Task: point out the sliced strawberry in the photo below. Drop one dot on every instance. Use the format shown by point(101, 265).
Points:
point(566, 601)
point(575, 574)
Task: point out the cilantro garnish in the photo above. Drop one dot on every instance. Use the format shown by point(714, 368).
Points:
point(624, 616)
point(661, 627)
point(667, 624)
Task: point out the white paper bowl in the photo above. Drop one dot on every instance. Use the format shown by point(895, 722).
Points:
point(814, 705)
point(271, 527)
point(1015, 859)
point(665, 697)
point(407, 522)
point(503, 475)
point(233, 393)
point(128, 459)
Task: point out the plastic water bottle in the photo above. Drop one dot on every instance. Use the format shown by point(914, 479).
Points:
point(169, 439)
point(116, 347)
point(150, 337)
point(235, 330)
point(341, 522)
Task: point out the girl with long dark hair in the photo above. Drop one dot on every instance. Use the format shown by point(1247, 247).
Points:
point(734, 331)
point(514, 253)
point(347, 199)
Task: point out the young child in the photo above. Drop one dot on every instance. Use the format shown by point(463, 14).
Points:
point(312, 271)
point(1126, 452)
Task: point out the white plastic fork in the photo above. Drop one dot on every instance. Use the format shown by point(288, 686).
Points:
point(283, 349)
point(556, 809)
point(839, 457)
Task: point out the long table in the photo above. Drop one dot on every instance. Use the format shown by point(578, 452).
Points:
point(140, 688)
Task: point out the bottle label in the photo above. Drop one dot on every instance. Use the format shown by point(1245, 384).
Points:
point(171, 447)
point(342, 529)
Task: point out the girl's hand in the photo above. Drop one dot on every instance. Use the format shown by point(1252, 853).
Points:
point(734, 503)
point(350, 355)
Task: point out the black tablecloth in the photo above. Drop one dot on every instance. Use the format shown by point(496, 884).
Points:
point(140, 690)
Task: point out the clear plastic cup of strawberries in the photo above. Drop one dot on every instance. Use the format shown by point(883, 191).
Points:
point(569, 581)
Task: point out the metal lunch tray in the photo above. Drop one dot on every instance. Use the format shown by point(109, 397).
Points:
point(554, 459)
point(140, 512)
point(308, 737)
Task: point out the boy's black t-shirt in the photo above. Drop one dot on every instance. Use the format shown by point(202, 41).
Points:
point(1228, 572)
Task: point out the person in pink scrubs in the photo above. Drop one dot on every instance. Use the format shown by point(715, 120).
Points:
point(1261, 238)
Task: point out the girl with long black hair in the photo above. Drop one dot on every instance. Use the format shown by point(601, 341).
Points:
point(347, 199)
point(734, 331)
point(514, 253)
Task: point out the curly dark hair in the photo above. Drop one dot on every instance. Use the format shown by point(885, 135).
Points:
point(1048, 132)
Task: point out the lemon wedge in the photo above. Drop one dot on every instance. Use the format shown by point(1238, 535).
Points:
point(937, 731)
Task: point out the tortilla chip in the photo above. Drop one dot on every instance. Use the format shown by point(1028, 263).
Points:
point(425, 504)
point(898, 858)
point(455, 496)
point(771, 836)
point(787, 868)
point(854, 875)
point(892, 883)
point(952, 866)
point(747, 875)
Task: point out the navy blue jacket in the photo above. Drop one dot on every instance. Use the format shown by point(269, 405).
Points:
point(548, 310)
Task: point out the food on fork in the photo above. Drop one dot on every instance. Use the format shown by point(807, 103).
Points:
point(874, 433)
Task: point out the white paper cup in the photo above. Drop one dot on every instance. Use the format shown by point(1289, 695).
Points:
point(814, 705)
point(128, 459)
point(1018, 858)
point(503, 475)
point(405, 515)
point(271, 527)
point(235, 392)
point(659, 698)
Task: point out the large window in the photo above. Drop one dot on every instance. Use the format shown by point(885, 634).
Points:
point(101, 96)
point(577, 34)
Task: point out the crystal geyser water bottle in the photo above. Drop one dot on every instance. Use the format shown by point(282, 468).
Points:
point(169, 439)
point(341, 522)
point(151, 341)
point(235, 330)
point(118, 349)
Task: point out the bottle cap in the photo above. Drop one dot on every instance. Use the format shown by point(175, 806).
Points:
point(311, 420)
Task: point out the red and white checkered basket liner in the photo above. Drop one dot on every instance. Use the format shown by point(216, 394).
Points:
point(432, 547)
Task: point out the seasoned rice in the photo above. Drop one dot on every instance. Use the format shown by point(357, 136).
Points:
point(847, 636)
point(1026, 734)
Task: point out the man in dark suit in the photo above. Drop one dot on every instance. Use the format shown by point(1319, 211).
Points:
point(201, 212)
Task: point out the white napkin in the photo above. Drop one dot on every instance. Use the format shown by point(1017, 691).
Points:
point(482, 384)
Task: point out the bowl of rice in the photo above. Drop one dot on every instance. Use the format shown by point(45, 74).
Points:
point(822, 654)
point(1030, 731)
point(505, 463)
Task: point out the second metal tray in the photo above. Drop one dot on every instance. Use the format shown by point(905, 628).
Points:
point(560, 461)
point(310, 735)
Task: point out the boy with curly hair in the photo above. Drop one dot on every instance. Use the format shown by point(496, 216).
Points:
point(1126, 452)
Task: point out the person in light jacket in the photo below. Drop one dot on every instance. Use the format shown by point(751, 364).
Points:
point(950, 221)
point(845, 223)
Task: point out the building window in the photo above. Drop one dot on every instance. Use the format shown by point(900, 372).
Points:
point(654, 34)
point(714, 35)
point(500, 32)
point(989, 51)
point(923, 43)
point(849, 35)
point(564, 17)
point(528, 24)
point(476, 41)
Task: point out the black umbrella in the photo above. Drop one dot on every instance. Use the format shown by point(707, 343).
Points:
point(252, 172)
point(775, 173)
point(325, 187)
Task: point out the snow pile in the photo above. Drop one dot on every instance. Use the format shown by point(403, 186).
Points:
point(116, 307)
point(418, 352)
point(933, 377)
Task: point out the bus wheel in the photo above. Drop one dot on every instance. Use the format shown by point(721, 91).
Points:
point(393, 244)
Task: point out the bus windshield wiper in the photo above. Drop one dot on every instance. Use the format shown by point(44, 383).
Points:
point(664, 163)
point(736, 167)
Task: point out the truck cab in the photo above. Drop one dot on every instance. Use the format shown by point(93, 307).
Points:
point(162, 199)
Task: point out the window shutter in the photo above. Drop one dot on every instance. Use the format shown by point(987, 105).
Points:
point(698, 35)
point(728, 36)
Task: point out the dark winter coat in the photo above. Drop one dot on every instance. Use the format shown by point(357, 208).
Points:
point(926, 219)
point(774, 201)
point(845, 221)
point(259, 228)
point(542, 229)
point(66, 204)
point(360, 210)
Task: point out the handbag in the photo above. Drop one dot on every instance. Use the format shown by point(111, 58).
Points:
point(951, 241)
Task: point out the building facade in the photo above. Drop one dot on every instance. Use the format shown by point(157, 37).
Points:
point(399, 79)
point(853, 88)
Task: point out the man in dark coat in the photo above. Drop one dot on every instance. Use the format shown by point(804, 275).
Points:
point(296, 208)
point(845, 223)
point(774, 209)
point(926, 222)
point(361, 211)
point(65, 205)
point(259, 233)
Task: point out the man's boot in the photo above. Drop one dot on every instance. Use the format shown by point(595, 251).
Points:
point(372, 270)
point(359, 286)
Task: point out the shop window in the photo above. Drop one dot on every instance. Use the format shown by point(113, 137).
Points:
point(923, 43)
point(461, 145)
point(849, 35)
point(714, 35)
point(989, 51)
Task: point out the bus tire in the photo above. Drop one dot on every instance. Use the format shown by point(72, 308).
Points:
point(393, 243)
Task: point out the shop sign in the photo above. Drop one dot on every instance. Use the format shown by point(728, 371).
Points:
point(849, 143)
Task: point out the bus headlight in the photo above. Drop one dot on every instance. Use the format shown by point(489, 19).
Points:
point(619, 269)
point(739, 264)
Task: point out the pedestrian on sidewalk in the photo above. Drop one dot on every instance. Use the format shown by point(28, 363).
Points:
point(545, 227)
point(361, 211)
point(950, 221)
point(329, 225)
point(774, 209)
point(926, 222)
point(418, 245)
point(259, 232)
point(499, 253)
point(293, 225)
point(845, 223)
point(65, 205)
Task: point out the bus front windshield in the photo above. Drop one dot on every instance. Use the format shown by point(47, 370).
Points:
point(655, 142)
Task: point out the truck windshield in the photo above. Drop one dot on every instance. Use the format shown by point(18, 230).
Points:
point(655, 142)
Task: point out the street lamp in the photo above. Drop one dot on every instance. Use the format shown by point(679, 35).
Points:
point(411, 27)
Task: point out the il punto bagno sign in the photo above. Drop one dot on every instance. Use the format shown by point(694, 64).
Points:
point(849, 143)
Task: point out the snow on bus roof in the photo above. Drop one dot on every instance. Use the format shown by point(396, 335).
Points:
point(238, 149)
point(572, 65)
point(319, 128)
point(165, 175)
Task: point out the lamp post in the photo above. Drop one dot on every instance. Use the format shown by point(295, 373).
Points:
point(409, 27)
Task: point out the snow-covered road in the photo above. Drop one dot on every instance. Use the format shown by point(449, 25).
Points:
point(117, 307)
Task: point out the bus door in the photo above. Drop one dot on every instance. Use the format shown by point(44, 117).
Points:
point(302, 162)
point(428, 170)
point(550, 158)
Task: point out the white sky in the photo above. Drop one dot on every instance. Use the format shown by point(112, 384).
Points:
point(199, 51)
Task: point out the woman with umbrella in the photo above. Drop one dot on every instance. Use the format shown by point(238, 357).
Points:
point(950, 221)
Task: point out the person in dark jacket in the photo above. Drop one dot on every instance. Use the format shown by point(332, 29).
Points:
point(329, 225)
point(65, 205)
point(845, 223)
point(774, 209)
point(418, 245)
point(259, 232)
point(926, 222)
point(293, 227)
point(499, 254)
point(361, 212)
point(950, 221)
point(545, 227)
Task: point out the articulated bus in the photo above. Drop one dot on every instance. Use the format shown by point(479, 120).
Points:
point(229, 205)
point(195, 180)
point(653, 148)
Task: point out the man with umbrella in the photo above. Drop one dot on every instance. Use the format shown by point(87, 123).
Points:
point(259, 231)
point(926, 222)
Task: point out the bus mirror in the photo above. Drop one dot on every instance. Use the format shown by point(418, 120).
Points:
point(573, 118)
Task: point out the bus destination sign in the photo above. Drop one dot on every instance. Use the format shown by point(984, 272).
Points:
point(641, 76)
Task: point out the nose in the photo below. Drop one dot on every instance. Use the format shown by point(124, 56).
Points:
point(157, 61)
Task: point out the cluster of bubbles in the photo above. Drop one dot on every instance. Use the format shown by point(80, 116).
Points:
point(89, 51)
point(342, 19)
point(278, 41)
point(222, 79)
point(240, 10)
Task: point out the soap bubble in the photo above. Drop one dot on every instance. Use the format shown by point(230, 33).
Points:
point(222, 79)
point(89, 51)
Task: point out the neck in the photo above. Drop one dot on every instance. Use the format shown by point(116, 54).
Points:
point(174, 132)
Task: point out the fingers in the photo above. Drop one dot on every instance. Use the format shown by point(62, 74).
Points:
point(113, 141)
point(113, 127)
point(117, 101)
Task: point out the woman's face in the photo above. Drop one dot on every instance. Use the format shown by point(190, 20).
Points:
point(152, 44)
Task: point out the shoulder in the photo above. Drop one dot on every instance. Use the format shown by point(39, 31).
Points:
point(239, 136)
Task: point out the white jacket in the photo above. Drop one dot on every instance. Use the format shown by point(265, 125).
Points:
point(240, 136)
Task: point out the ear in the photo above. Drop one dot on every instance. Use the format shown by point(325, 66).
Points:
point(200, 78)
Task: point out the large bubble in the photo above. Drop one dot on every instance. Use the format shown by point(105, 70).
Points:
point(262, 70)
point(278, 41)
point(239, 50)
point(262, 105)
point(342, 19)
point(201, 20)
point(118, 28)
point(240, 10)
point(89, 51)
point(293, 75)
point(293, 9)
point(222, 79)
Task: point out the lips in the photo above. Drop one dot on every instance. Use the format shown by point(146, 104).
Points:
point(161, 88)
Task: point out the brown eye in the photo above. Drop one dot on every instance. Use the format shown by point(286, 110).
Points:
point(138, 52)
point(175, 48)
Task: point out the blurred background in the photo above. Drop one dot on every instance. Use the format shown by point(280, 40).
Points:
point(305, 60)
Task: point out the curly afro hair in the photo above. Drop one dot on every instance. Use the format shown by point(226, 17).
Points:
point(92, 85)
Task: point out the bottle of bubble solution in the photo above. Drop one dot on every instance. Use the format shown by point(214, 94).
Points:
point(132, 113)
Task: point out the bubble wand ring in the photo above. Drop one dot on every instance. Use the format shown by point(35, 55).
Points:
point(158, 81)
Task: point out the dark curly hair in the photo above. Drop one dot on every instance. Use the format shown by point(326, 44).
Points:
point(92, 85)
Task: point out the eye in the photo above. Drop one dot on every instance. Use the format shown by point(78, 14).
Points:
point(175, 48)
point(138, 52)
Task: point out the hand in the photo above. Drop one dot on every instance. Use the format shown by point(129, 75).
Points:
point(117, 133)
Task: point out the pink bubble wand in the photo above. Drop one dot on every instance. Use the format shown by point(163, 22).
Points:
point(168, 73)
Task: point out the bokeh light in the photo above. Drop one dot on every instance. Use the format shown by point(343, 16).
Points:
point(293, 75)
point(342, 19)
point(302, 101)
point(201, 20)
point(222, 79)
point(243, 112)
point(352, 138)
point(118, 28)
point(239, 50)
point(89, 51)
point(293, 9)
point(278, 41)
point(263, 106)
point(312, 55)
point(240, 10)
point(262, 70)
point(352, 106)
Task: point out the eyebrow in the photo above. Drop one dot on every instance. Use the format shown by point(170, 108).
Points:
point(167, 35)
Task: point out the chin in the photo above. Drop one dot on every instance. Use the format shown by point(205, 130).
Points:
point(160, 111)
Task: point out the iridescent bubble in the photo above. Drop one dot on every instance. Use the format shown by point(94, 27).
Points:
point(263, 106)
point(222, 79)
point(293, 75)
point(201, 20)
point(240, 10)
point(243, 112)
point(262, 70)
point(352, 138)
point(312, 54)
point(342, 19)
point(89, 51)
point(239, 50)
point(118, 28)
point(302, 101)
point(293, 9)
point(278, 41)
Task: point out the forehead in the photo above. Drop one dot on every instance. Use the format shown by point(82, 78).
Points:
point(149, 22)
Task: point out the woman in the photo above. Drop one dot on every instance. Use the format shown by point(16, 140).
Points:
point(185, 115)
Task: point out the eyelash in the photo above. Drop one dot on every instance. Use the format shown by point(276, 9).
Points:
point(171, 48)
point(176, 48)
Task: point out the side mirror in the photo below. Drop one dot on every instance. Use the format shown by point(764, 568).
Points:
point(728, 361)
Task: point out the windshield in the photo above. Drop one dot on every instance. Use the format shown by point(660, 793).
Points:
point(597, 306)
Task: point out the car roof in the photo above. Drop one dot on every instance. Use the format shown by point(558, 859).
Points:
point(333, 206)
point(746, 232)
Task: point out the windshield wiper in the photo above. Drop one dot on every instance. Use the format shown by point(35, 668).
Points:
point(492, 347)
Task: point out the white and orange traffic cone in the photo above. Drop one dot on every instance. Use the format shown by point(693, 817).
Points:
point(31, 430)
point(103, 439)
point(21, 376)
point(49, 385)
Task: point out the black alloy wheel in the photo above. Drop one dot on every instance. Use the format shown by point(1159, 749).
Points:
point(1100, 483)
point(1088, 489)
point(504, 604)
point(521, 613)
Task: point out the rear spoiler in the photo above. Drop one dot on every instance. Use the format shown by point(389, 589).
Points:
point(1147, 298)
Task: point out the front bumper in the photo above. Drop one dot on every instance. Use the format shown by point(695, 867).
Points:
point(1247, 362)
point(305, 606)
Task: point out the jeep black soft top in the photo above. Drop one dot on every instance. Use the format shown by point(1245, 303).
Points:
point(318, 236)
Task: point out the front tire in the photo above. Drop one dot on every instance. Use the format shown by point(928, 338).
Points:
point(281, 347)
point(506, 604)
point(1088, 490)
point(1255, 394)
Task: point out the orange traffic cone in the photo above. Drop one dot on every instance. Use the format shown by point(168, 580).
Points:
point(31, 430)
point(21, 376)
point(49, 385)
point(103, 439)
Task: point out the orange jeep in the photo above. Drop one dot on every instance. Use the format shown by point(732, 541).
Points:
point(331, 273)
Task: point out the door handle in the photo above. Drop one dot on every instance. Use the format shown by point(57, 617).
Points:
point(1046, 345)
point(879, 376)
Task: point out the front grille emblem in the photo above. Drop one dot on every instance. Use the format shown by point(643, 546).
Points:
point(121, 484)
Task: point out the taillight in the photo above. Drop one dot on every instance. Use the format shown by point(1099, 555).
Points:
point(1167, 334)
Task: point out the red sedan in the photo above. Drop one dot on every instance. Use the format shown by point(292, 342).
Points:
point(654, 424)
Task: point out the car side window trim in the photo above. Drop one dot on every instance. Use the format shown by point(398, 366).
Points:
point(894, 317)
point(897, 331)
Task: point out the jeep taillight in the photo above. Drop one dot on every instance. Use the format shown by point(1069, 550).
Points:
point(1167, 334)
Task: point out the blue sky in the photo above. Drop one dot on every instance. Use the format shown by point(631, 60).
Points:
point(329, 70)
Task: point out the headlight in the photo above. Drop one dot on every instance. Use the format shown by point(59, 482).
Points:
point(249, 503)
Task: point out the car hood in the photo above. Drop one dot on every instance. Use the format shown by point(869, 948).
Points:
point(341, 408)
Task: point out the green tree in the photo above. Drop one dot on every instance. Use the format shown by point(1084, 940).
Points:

● **Exercise brief**:
Output the part of the data that opens with the line containing "Task: point out the lamp" and closes with the line containing "point(653, 148)" as a Markdown table with two columns, Row and Line, where Row numbers each line. Leave out any blank lines.

● **Response**:
| Row | Line |
|---|---|
| 1 | Task: point out the lamp post in the photo above. Drop one dot on every instance. Use the format shown by point(295, 373). |
| 2 | Points: |
| 3 | point(409, 27) |
| 4 | Task: point out the snow-covered road in the photo above. Drop one dot on every instance. Use the format shown by point(449, 25). |
| 5 | Points: |
| 6 | point(117, 307) |
| 7 | Task: point out the bus door in the photo above. Drop one dot on every instance. Use the format shown by point(44, 117). |
| 8 | Points: |
| 9 | point(302, 162) |
| 10 | point(428, 170) |
| 11 | point(550, 158) |
| 12 | Task: point out the white sky in the photo above. Drop one dot on every instance. Use the format shown by point(112, 384). |
| 13 | Points: |
| 14 | point(199, 51) |
| 15 | Task: point out the woman with umbrella in the photo above. Drop one dot on every instance. Use the format shown by point(238, 357). |
| 16 | Points: |
| 17 | point(950, 221) |
| 18 | Task: point out the person in dark jacket in the photo above. Drop one dot on every instance. Use the format shown by point(332, 29). |
| 19 | Points: |
| 20 | point(329, 225) |
| 21 | point(65, 205) |
| 22 | point(845, 223) |
| 23 | point(774, 209) |
| 24 | point(418, 245) |
| 25 | point(259, 232) |
| 26 | point(926, 222) |
| 27 | point(293, 227) |
| 28 | point(499, 254) |
| 29 | point(361, 212) |
| 30 | point(950, 221) |
| 31 | point(545, 227) |
| 32 | Task: point out the articulated bus in the photo above. Drop one dot on every instance. Use the format shown by point(479, 120). |
| 33 | Points: |
| 34 | point(229, 205) |
| 35 | point(195, 180) |
| 36 | point(653, 148) |